------ RECORD LIST ------

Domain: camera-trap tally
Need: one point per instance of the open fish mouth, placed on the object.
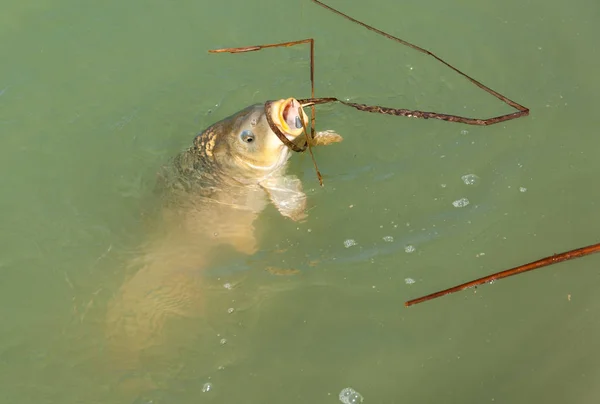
(286, 115)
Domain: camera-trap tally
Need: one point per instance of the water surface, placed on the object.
(95, 97)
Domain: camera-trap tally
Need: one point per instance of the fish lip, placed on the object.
(279, 113)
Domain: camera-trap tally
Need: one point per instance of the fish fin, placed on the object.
(286, 194)
(326, 137)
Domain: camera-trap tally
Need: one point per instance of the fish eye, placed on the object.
(247, 136)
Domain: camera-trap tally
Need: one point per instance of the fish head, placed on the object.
(246, 146)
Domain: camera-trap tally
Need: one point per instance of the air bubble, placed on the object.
(349, 243)
(350, 396)
(460, 203)
(470, 179)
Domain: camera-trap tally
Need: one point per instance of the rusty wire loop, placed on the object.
(312, 101)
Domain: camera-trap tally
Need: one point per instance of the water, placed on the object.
(95, 97)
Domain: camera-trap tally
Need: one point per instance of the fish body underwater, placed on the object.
(212, 195)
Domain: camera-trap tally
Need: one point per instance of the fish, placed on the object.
(211, 196)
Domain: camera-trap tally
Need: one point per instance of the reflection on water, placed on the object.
(94, 99)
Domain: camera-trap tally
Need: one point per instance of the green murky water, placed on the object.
(94, 97)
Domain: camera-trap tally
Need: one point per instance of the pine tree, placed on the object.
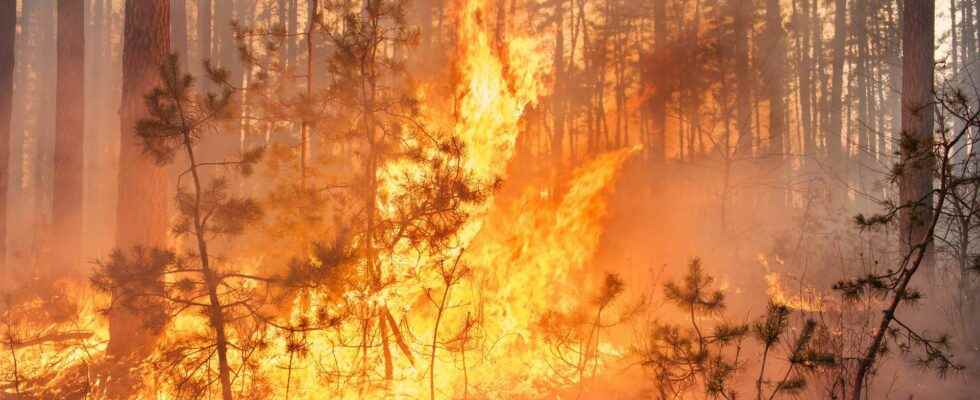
(69, 136)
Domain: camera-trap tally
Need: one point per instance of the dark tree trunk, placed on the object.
(915, 183)
(178, 30)
(204, 33)
(742, 15)
(8, 33)
(69, 136)
(835, 127)
(774, 68)
(142, 208)
(658, 102)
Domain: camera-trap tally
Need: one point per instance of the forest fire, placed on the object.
(488, 199)
(448, 336)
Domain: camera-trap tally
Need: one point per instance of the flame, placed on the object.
(810, 300)
(525, 255)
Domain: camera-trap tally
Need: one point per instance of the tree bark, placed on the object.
(742, 15)
(658, 102)
(69, 136)
(178, 31)
(918, 161)
(775, 43)
(835, 126)
(204, 33)
(8, 33)
(142, 207)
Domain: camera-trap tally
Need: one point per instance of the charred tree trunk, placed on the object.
(742, 16)
(918, 161)
(558, 98)
(204, 34)
(69, 136)
(775, 46)
(178, 30)
(8, 33)
(658, 102)
(142, 208)
(835, 127)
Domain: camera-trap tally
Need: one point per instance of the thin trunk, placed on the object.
(835, 127)
(142, 207)
(915, 184)
(742, 16)
(69, 136)
(178, 31)
(8, 33)
(658, 101)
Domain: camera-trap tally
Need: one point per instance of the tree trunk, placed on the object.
(8, 33)
(742, 15)
(142, 207)
(775, 45)
(69, 136)
(835, 127)
(203, 34)
(178, 30)
(658, 102)
(915, 183)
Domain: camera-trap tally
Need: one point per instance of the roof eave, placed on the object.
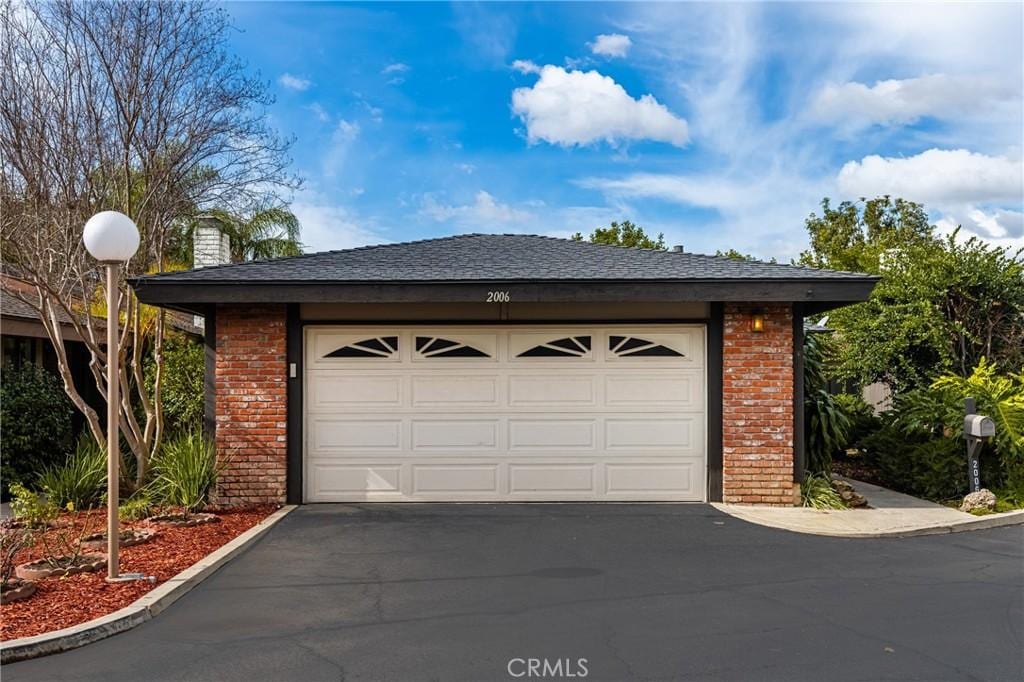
(195, 296)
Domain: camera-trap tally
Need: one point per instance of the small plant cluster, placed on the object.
(183, 475)
(920, 446)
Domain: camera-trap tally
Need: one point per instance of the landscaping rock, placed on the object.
(849, 496)
(16, 590)
(39, 568)
(97, 541)
(983, 499)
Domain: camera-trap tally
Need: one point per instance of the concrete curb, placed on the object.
(141, 609)
(977, 523)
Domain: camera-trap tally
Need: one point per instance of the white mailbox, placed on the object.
(979, 426)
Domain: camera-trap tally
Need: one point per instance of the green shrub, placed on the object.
(920, 449)
(816, 492)
(182, 382)
(863, 421)
(29, 508)
(80, 480)
(136, 507)
(35, 420)
(827, 429)
(185, 471)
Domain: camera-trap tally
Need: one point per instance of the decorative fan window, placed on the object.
(381, 346)
(571, 346)
(432, 346)
(631, 346)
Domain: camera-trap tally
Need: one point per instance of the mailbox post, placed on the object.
(977, 428)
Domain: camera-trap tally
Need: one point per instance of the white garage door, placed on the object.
(505, 414)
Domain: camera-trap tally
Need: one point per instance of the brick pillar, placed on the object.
(757, 410)
(251, 403)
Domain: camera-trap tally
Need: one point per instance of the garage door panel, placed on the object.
(650, 478)
(552, 434)
(450, 434)
(498, 414)
(336, 390)
(353, 479)
(455, 390)
(354, 434)
(455, 479)
(552, 478)
(674, 433)
(561, 389)
(677, 390)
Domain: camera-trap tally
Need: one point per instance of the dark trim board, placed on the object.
(294, 377)
(713, 358)
(799, 444)
(296, 352)
(189, 295)
(498, 323)
(210, 372)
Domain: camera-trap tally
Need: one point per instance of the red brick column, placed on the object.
(251, 403)
(757, 410)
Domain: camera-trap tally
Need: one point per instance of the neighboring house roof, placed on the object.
(498, 257)
(526, 267)
(12, 306)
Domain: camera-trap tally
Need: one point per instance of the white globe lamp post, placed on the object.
(112, 238)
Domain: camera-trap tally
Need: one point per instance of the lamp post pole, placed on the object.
(112, 239)
(113, 422)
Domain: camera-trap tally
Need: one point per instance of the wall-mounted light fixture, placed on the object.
(758, 322)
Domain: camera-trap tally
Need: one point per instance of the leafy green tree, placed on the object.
(942, 303)
(744, 257)
(624, 233)
(854, 236)
(181, 382)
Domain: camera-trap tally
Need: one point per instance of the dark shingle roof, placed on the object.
(498, 257)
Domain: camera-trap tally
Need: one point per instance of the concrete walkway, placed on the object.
(891, 513)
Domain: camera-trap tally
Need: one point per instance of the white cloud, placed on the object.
(1000, 226)
(980, 193)
(294, 82)
(571, 108)
(327, 226)
(905, 101)
(320, 112)
(342, 139)
(484, 211)
(525, 67)
(936, 176)
(611, 45)
(396, 71)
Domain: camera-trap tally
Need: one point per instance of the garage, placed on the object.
(484, 413)
(504, 368)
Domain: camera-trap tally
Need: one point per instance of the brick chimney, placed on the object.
(210, 246)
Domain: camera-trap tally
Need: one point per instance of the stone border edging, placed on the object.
(141, 609)
(1015, 517)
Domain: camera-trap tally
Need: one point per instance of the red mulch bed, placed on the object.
(61, 602)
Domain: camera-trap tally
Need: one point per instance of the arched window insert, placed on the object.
(432, 346)
(381, 346)
(631, 346)
(572, 346)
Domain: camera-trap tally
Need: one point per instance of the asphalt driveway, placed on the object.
(641, 592)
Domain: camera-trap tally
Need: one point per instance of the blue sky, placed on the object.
(720, 125)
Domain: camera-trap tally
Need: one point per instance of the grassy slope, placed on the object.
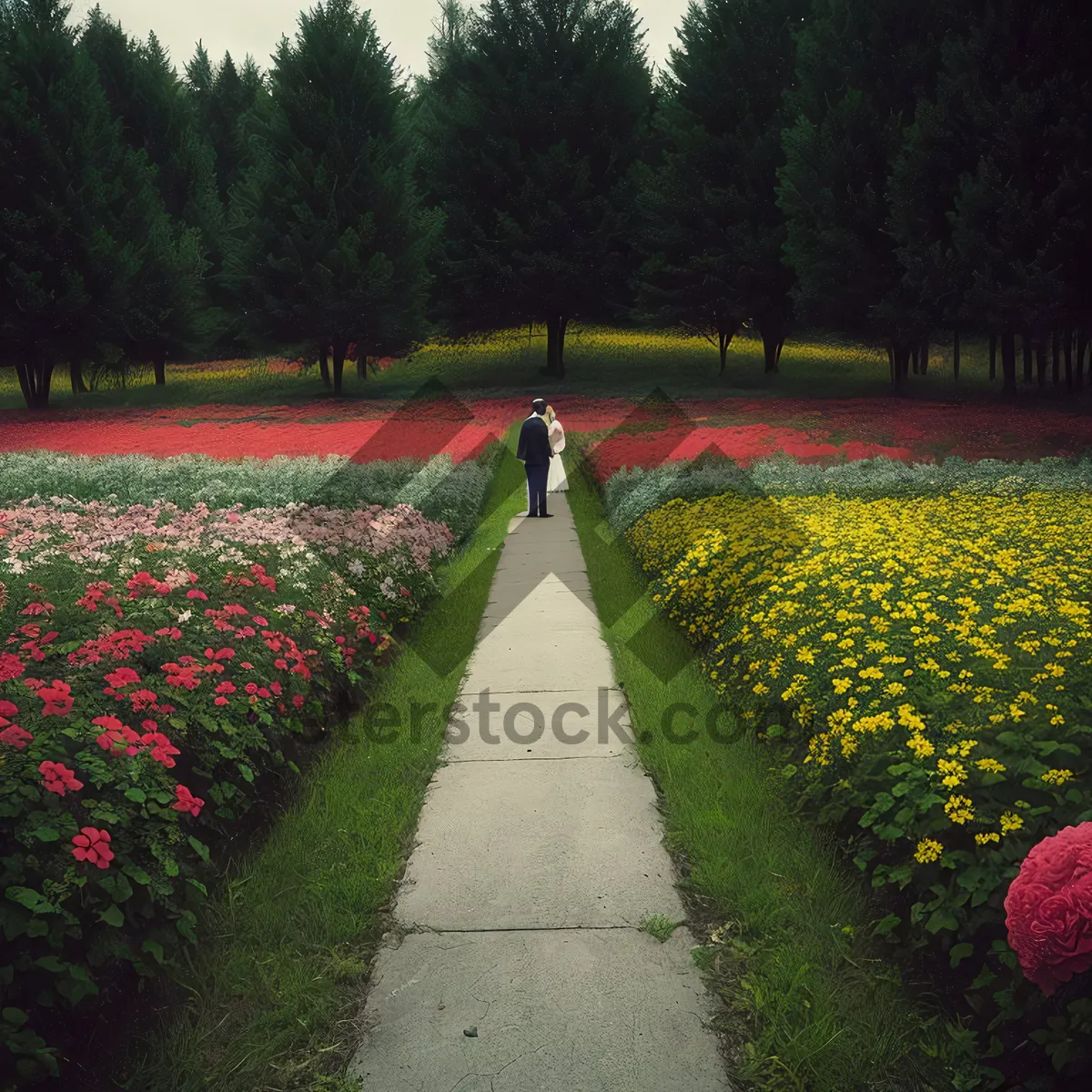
(599, 361)
(823, 1014)
(276, 993)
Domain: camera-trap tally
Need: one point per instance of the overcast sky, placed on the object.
(255, 26)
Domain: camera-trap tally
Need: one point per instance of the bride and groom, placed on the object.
(541, 441)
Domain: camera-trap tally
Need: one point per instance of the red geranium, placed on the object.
(58, 778)
(58, 699)
(15, 736)
(1048, 909)
(187, 802)
(11, 666)
(93, 846)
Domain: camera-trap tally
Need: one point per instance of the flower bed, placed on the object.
(922, 664)
(157, 665)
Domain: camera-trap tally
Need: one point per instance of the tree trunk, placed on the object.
(551, 347)
(774, 338)
(339, 349)
(1009, 364)
(76, 372)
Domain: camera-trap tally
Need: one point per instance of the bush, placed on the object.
(923, 666)
(157, 665)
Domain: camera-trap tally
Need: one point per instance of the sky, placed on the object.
(255, 26)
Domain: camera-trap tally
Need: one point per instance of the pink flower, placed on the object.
(187, 802)
(58, 778)
(11, 666)
(15, 736)
(1048, 909)
(58, 699)
(121, 676)
(163, 749)
(94, 846)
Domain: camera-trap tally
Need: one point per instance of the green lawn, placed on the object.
(811, 1005)
(277, 984)
(600, 363)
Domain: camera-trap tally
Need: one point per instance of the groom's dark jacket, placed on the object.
(534, 447)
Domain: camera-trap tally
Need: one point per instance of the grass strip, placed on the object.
(809, 1004)
(277, 991)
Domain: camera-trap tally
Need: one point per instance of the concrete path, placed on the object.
(539, 854)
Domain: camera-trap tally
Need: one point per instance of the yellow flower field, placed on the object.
(924, 664)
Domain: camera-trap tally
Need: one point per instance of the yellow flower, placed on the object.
(1057, 776)
(928, 850)
(960, 811)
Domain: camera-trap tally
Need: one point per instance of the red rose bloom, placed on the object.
(58, 778)
(187, 802)
(1048, 909)
(11, 666)
(93, 846)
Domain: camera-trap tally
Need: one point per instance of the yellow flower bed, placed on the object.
(924, 662)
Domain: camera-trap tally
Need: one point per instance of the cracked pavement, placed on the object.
(536, 861)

------

## STATED GOAL:
Pull out every line of the items above that contains the string "post", treating uppercase and lowercase as different.

## RESULT OF THIS EXERCISE:
Need: one point per instance of the mailbox post, placed on the object.
Need: one point per instance of the white globe lamp post, placed on the object.
Need: one point per instance of the lamp post pole, placed on the object.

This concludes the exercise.